What to work on » State how many lines of the material below contain the string "green", treating uppercase and lowercase as distinct. Reply with the number alone.

════

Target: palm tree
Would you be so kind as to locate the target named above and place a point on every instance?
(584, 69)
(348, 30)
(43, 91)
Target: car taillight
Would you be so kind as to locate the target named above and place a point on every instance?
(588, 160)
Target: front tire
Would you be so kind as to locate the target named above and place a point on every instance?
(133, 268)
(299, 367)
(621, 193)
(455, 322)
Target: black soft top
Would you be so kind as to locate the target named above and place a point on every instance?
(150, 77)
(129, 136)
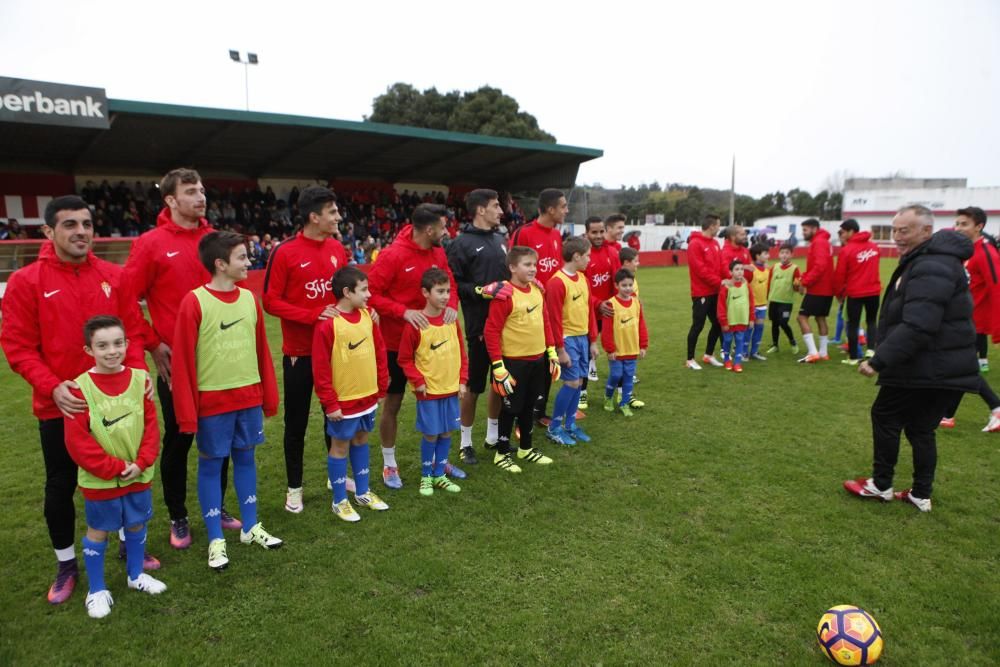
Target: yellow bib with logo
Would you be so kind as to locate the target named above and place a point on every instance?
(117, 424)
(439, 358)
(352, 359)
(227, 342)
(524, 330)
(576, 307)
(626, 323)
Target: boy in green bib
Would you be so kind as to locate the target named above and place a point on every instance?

════

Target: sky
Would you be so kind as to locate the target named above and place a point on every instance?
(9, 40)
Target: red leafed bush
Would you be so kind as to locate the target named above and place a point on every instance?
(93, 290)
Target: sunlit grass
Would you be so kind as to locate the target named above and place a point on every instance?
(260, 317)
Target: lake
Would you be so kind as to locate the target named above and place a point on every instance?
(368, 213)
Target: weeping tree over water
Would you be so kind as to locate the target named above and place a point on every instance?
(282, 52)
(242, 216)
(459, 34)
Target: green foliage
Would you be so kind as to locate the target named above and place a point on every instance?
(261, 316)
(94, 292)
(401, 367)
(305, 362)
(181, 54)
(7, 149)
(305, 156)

════

Result of this task » 2